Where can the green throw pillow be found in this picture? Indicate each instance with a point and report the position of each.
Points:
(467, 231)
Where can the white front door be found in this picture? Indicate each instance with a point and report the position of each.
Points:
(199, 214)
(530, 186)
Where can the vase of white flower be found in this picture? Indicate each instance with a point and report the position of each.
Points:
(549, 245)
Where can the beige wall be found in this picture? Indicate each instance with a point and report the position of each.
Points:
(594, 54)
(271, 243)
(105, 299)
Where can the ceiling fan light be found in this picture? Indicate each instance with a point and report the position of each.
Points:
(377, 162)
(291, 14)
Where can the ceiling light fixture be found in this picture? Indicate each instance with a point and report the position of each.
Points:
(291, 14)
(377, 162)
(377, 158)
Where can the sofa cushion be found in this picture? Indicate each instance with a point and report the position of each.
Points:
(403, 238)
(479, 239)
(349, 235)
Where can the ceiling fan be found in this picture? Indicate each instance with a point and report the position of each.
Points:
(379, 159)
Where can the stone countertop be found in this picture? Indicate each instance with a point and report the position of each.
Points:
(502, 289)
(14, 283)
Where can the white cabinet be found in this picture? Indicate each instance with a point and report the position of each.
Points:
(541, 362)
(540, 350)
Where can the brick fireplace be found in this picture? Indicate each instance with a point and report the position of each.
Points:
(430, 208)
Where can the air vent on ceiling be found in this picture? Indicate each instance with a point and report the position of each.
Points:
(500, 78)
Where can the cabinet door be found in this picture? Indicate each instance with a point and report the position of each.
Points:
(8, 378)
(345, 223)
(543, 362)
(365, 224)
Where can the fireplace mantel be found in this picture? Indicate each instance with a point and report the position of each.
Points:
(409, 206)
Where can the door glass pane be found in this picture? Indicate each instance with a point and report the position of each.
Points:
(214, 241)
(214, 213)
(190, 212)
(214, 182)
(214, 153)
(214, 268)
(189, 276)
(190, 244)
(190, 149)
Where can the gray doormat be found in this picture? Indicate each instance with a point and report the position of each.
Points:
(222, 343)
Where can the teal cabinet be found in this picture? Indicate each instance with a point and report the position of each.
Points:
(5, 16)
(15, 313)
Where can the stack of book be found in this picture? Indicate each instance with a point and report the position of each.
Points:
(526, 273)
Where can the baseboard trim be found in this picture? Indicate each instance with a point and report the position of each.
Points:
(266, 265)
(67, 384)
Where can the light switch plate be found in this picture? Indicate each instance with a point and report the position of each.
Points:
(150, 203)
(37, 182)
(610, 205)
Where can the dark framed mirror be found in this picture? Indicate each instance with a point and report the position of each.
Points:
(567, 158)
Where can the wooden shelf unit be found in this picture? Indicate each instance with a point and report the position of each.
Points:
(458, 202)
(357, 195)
--------------------------------
YOUR INSTRUCTIONS:
For every line above with the word "cabinet" in it, make a copy.

RESULT OF THIS TASK:
Where can the white cabinet be found in this picture? Indicate each instance with a point and report the position of each.
Where can the cabinet door be found in this picture? Indicate each instance with a point and report the position of each.
Where can the teal cabinet be found in this picture? Indicate each instance with a point and report the position of each.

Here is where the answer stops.